(OBIETTIVO) Riscrivi solo le righe dell'elenco qui sotto, a partire da quella che contiene "If you could tag each instance of the gravel" e fino a quella che contiene "Target: narrow country", estremi inclusi e richieste comprese. Trasla di 132 ogni numero delle coordinate nelle risposte.

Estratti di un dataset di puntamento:
%%
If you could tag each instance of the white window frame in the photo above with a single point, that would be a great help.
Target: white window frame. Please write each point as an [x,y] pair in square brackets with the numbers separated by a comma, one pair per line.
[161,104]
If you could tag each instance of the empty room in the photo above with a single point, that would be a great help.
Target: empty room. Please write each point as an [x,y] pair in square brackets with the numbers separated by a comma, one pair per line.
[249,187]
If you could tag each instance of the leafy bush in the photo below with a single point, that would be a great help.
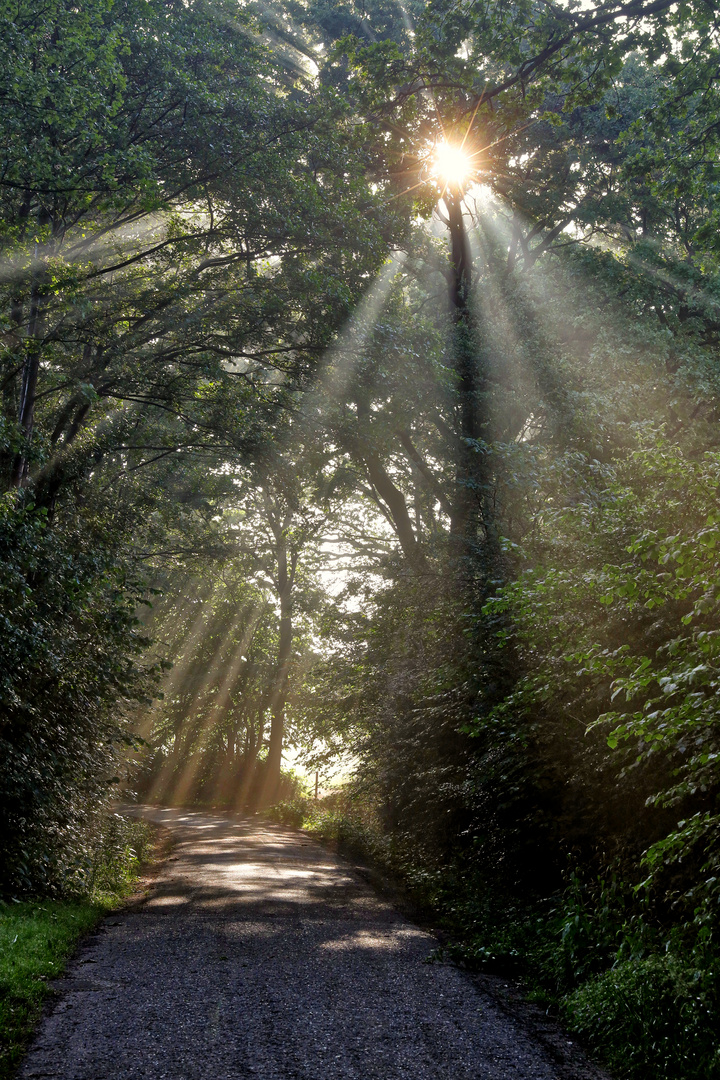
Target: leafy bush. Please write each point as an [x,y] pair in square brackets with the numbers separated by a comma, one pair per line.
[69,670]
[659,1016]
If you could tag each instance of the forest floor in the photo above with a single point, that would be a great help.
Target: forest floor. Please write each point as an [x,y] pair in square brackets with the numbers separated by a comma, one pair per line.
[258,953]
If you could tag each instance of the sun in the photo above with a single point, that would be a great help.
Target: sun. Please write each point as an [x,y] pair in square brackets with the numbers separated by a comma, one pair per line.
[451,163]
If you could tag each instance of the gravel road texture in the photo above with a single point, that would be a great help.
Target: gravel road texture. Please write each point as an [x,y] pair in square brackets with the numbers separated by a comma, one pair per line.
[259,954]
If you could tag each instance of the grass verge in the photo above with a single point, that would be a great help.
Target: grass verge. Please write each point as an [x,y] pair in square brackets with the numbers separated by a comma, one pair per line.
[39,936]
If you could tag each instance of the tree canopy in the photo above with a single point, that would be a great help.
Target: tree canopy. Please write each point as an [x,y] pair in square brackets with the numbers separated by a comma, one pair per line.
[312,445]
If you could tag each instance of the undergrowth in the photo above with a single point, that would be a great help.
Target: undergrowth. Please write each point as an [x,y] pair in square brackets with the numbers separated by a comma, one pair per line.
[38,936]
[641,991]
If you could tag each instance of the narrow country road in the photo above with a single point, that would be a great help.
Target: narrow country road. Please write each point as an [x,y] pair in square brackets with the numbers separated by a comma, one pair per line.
%%
%%
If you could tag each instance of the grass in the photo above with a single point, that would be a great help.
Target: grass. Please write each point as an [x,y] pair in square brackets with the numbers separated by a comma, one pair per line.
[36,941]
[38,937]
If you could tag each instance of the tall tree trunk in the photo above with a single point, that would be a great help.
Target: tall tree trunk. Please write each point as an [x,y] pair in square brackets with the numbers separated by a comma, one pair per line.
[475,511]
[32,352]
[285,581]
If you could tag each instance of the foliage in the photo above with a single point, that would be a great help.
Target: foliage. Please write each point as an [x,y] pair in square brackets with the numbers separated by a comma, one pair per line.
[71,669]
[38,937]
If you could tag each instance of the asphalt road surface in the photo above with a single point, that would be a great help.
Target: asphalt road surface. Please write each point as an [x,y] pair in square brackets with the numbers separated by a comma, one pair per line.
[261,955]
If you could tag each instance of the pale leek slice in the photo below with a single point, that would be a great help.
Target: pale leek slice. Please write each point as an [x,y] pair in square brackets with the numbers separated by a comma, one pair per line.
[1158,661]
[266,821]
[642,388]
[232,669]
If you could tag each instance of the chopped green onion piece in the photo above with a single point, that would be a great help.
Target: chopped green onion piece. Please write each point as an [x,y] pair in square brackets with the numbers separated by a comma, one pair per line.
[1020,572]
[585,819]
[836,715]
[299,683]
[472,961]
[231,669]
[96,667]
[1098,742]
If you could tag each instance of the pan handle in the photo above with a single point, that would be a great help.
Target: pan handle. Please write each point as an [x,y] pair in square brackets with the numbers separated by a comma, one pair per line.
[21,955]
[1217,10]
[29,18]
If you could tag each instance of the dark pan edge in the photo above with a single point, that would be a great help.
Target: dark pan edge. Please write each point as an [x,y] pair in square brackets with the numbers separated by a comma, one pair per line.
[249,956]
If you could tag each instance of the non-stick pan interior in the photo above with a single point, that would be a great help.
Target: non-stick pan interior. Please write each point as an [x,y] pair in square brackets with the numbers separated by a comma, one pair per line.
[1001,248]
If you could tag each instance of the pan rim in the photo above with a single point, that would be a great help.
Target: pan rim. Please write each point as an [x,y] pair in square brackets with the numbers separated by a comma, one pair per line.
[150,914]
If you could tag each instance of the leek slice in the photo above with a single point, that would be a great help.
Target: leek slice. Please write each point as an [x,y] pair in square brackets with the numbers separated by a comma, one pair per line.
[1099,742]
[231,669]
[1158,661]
%%
%%
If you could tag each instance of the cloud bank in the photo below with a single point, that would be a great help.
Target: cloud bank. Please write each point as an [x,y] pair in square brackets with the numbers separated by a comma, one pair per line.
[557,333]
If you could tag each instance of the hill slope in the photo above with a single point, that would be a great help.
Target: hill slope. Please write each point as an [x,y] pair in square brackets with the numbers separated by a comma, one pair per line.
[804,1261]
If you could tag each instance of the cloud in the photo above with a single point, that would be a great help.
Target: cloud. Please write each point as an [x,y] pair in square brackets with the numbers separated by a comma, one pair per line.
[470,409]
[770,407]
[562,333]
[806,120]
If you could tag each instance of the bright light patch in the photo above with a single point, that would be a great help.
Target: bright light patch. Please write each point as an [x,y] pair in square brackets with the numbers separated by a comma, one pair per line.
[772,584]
%%
(RISULTATO)
If you could tag each instance of the gravel road texture in the photo above with a single point, that would be a great help.
Target: gravel road texture. Please write each point as an [x,y] pair in square brackets with the numbers separated by a comma, one pair per line.
[391,1086]
If you could tag each instance of the grass verge in the photo above with a single point, that would be a great help.
Target: grass verge. Please write each point as an [x,y] pair in square brackets with the numbers separated by a comma, one pair per line.
[171,1068]
If you could tag each instance of the tree canopy in the photo above with a single point, that would be a great help.
Target: tree canopy. Please write each point as an [x,y] pair in square brackets with the numbers separated by a comma, one pair per line.
[444,577]
If you could tag each instance of the undergrowth in the photo above with a single point, that would be a great help.
Target: undergrowth. Please write each point as an [x,y] pair in square brackets with the numbers separated by a comma, one pair per line.
[170,1068]
[773,1123]
If you could tag each instance of the narrow country road in the photo above with a single point, that would be a great help.
Target: narrow country road. Please write each point as an [x,y] pair in square brackets with the numbers separated by a comma, one pair per line.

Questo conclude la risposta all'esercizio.